Friday, January 02, 2009

Thing 65: Greed Is Not Good

Financial Information
This discovery exercise has us looking at the Financial Crisis of 2008. Remeber Gordon Gekko (Michael Douglas) from the movie, Wall Street (1987), and the famous "Greed Is Good" speech? About how greed was good for the Teldar Paper Company and for that "other malfunctioning corporation called the USA?"

Well the Subprime Mortgage Crisis of 2008 has set that bit of knowledge on its ear. Now that "malfunctioning corporation" called the USA is having to bare the burden of Wall Street's screw up with mortgage backed securities. In the early 2000s all the qualified consumers that wanted a home, pretty much had one. So to keep making money the banks turned to subprime borrowers to keep the money rolling in. They pretty much had a "Don't ask, don't tell" policy for sub-prime borrowers. Don't tell us anything about yourself because we really don't want to know. If we knew we really shouldn't be lending to you in the first place. And why do you think that they send you all of those credit card applications in the mail?--well--as P.T. Barnum is credited with saying, "There's a sucker born every minute." Telemarketers and mass mailers both know that if they can only convince 1% of the people they contact to get their product they are still going to make a mint. So that is why they do it.

The sad thing is for those that haven't established credit yet-- college students, people that married early without establishing credit on their own, people starting a small business (the business does not have a credit history), or people who recently migrated to the US will not be able to get the loans they need to make a better life. The domino effect is already happening.

**Record excerpts:**
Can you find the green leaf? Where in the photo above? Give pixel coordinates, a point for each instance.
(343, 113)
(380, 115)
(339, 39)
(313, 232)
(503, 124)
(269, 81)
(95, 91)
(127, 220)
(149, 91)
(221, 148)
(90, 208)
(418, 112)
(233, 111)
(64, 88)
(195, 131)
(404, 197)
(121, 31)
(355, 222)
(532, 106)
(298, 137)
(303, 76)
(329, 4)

**Exercise directions:**
In the post on the 2008 financial crisis, rewrite the part between "The sad thing" and "is already happening.", inclusive, with "college students" changed to "recent graduates".

**Reply:**
The sad thing is for those that haven't established credit yet-- recent graduates, people that married early without establishing credit on their own, people starting a small business (the business does not have a credit history), or people who recently migrated to the US will not be able to get the loans they need to make a better life. The domino effect is already happening.